→ **Point annotations for photos**
──────────

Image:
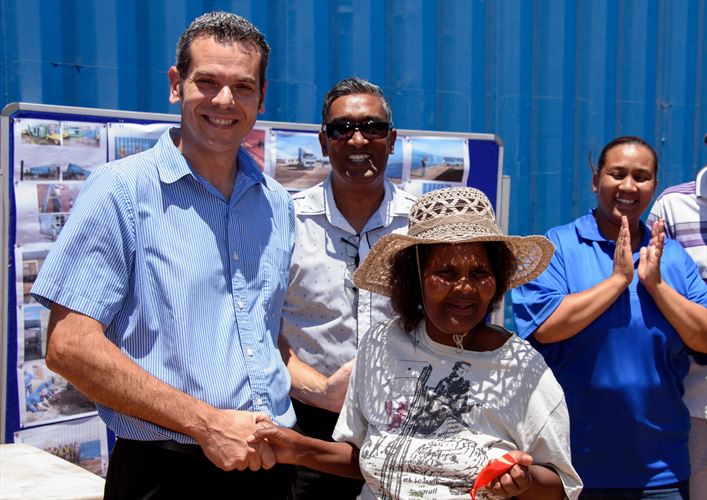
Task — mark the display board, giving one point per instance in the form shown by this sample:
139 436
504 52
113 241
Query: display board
47 154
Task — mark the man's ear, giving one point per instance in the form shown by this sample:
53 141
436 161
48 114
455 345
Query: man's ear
323 143
392 136
261 107
175 92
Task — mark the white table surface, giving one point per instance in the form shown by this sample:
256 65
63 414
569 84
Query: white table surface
29 473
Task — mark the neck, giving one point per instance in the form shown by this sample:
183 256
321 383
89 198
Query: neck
610 231
218 168
358 203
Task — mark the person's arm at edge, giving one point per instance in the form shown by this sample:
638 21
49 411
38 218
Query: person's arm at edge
578 310
78 349
291 447
688 318
312 387
545 484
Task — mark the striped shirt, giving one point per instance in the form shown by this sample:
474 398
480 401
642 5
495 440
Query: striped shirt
684 208
190 285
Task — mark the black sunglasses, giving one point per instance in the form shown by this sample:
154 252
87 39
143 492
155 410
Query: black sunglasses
343 130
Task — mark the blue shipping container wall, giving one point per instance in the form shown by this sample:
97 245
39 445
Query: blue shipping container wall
554 79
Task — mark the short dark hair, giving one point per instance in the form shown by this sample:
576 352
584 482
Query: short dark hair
406 299
351 86
225 27
619 141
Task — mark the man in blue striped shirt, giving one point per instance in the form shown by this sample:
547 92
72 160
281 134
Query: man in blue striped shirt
167 283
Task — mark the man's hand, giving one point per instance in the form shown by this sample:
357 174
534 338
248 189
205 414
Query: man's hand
336 386
283 442
225 441
623 255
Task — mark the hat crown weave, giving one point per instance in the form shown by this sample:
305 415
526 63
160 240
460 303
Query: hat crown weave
452 206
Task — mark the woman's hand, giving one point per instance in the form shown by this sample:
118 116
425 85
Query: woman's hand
291 447
516 480
623 255
649 263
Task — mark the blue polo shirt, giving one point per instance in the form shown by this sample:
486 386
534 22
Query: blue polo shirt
622 375
188 284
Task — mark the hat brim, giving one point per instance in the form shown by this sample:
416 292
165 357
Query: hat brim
532 253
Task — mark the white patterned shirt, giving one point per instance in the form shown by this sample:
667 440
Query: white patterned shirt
428 418
324 316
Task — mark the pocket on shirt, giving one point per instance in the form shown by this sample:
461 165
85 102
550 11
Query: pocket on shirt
276 265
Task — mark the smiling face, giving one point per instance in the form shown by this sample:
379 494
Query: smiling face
220 98
625 186
358 161
458 285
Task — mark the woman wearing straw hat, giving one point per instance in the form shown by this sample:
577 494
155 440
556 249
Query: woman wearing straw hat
437 394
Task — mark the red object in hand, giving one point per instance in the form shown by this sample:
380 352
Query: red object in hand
493 470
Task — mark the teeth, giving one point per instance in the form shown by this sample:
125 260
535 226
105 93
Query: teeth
220 122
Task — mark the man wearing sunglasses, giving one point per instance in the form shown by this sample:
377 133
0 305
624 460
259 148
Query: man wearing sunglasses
338 221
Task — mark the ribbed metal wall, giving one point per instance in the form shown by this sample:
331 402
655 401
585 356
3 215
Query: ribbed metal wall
554 79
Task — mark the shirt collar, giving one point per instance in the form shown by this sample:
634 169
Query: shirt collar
172 165
588 229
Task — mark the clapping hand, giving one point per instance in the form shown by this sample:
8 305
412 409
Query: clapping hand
649 263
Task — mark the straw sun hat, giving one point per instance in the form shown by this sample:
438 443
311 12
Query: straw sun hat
453 215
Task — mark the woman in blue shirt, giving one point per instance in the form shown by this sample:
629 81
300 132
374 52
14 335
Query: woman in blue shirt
612 315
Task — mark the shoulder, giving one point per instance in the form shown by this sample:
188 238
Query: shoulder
311 200
679 190
381 334
402 200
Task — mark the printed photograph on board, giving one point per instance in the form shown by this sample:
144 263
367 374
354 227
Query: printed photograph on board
82 442
438 159
125 139
299 162
43 209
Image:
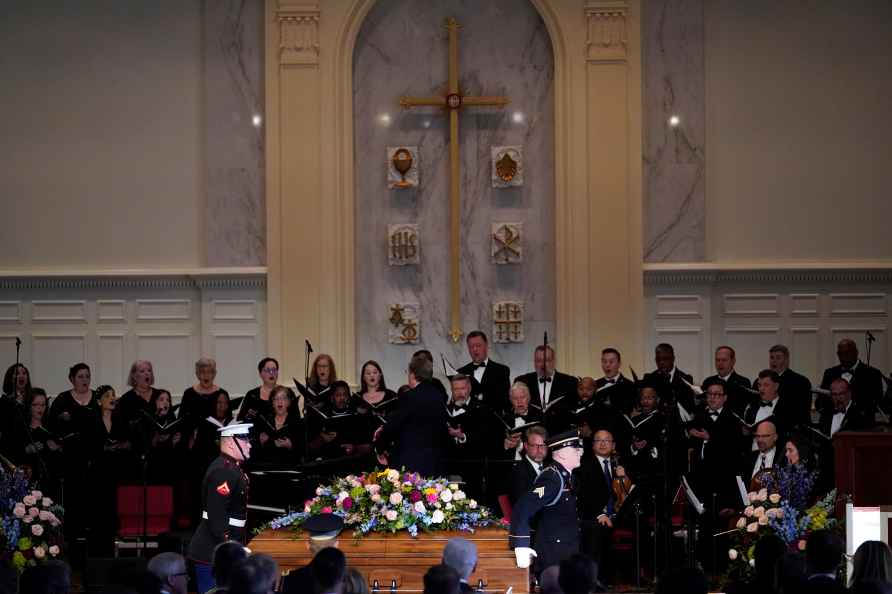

──────────

→ **Exercise goal**
Output each line of all the rows above as a Markdown table with the columns n and Line, where n is the line's number. Leave out blank lines and the pictures.

→ **Exercise response**
| n | Line |
|---|---|
| 1 | Image: |
| 2 | Task — mark the display board, giving one point per instance in the form shown by this sample: |
| 3 | 139 436 |
| 4 | 504 52 |
| 5 | 113 241 |
| 6 | Query: display board |
| 7 | 47 154 |
| 8 | Task — mark the man's ear, giving one point per instance in the form shown by this sample: |
| 9 | 53 141 |
| 10 | 436 161 |
| 11 | 48 114 |
| 12 | 455 345 |
| 13 | Query: man's ear |
| 14 | 323 143 |
| 15 | 392 136 |
| 16 | 261 107 |
| 17 | 175 92 |
| 18 | Task — mark the white table surface, giving one point per instance in the form shown by this sample: |
| 19 | 256 65 |
| 20 | 63 414 |
| 21 | 569 84 |
| 22 | Query: white table surface |
| 23 | 29 473 |
| 24 | Task — mark the neck, giving one point per instance in the form shown by this sample: |
| 25 | 183 256 |
| 26 | 321 383 |
| 27 | 89 198 |
| 28 | Query: neck |
| 29 | 610 231 |
| 30 | 218 168 |
| 31 | 358 203 |
| 32 | Task — mark the person's arm at edge, giving one point per instance in the form shown by this sample: |
| 33 | 638 21 |
| 34 | 49 411 |
| 35 | 38 218 |
| 36 | Query: person's arm at edge |
| 37 | 578 310 |
| 38 | 78 349 |
| 39 | 291 447 |
| 40 | 688 318 |
| 41 | 312 387 |
| 42 | 545 484 |
| 43 | Task — mark the striped shirt, giving one point per instance in the form shown by this sample: |
| 44 | 474 398 |
| 45 | 480 401 |
| 46 | 642 5 |
| 47 | 495 440 |
| 48 | Query: striped shirt |
| 49 | 684 208 |
| 50 | 190 285 |
| 51 | Task — mark the black sunglasses, giving one point per instance in the form shown by this sample: |
| 52 | 154 252 |
| 53 | 87 39 |
| 54 | 143 492 |
| 55 | 155 410 |
| 56 | Query: black sunglasses |
| 57 | 343 130 |
| 58 | Task — mark the blue shipping container wall, giving one point per instance in the form shown by this sample: |
| 59 | 97 245 |
| 60 | 39 445 |
| 61 | Query: blue shipping container wall |
| 62 | 554 79 |
| 63 | Task — mark the short dark hair, giving one point per instance in the form shown by this sample: |
| 64 | 576 352 |
| 65 | 584 482 |
| 66 | Query: short dark hair |
| 67 | 406 299 |
| 68 | 351 86 |
| 69 | 225 27 |
| 70 | 619 141 |
| 71 | Task — mark the man in blue striped shirt, giving one point per instance in the form shown by this sample: |
| 72 | 547 92 |
| 73 | 72 160 |
| 74 | 281 134 |
| 75 | Query: man in blue striped shirt |
| 76 | 167 283 |
| 77 | Task — mark the man's hand, giving one point per instance in the form shown by this sample: |
| 78 | 357 174 |
| 79 | 534 338 |
| 80 | 248 189 |
| 81 | 205 414 |
| 82 | Query: man's hand |
| 83 | 336 386 |
| 84 | 283 442 |
| 85 | 225 441 |
| 86 | 623 255 |
| 87 | Task — mark the hat crown weave, giving one point per instance in the form shown by this sample: |
| 88 | 305 415 |
| 89 | 526 63 |
| 90 | 160 240 |
| 91 | 460 303 |
| 92 | Query: hat crown weave |
| 93 | 452 206 |
| 94 | Task — mark the woman's hand, giving one point per instance in the form shown by this sample: |
| 95 | 118 116 |
| 96 | 425 85 |
| 97 | Query: woman's hand |
| 98 | 291 447 |
| 99 | 516 480 |
| 100 | 623 255 |
| 101 | 649 263 |
| 102 | Task — mark the blue polo shirt, giving one point per instance in the form shown by this sample: |
| 103 | 486 386 |
| 104 | 534 22 |
| 105 | Query: blue polo shirt |
| 106 | 622 375 |
| 107 | 188 284 |
| 108 | Task — mark the hat brim, giving one point per instance in the form shown by this sample: |
| 109 | 416 292 |
| 110 | 165 357 |
| 111 | Query: hat brim |
| 112 | 532 253 |
| 113 | Task — mark the white patterned shirt, giving one point per instance in the form shown by this sample: |
| 114 | 667 440 |
| 115 | Query: white patterned shirt |
| 116 | 428 418 |
| 117 | 324 316 |
| 118 | Task — mark the pocket on shirt, giving one point per instance in the form shown by this sample: |
| 119 | 461 165 |
| 120 | 85 102 |
| 121 | 550 11 |
| 122 | Query: pocket on shirt |
| 123 | 276 265 |
| 124 | Task — mark the smiling face, giving one point per instance in the form shown by this sample: |
| 125 | 379 494 |
| 126 | Query: smiling face |
| 127 | 220 98 |
| 128 | 625 186 |
| 129 | 358 161 |
| 130 | 458 285 |
| 131 | Task — mark the woman wearing straw hat, giving one point per instance in the form shown by this sample: |
| 132 | 577 494 |
| 133 | 155 440 |
| 134 | 556 249 |
| 135 | Query: woman wearing straw hat |
| 136 | 437 394 |
| 137 | Task — mark the red object in hand, giving one point per instance in the form shown by this sample: |
| 138 | 380 352 |
| 139 | Query: red object in hand |
| 140 | 493 470 |
| 141 | Task — mark the teeth, giving one point per instance in the form shown by this sample: |
| 142 | 125 260 |
| 143 | 535 226 |
| 144 | 105 93 |
| 145 | Query: teeth |
| 146 | 220 122 |
| 147 | Task — mark the man wearing sunglasses, giving one point per instance in the form shown by this sample: |
| 148 | 377 133 |
| 149 | 0 305 |
| 150 | 624 460 |
| 151 | 259 148 |
| 152 | Query: man wearing sunglasses |
| 153 | 338 221 |
| 154 | Task — mark the ribbed metal wall, giving one point per instance in the form shown by this sample: |
| 155 | 331 402 |
| 156 | 655 401 |
| 157 | 585 356 |
| 158 | 3 215 |
| 159 | Query: ribbed metal wall |
| 160 | 554 79 |
| 161 | Task — mark the shirt collar, giving one point per instance in the form shown by this sample: |
| 162 | 634 169 |
| 163 | Query: shirt collar |
| 164 | 172 165 |
| 165 | 588 229 |
| 166 | Task — mark the clapping hand, giving one point per instance in the form shown by this sample: |
| 167 | 8 305 |
| 168 | 412 409 |
| 169 | Query: clapping hand |
| 170 | 649 263 |
| 171 | Task — mark the straw sun hat, giving one point per instance in the form shown by this sample: |
| 172 | 438 443 |
| 173 | 311 12 |
| 174 | Query: straw sun hat |
| 175 | 453 215 |
| 176 | Task — mark the woman in blue shirt, giving one point per instance in the form shown by this sample: |
| 177 | 629 81 |
| 178 | 300 132 |
| 179 | 374 52 |
| 180 | 14 335 |
| 181 | Query: woman in blue shirt |
| 182 | 612 315 |
| 183 | Task — mark the shoulder, giving one point per instance in the form shown by this sample: |
| 184 | 188 238 |
| 185 | Query: shoulder |
| 186 | 311 200 |
| 187 | 679 190 |
| 188 | 381 334 |
| 189 | 402 200 |
| 190 | Task — mark the printed photograph on board, giving one point per instance in the form shown by this sample: |
| 191 | 144 263 |
| 192 | 367 374 |
| 193 | 354 227 |
| 194 | Query: printed photograph on board |
| 195 | 82 442 |
| 196 | 438 159 |
| 197 | 125 139 |
| 198 | 299 162 |
| 199 | 43 209 |
| 200 | Image: |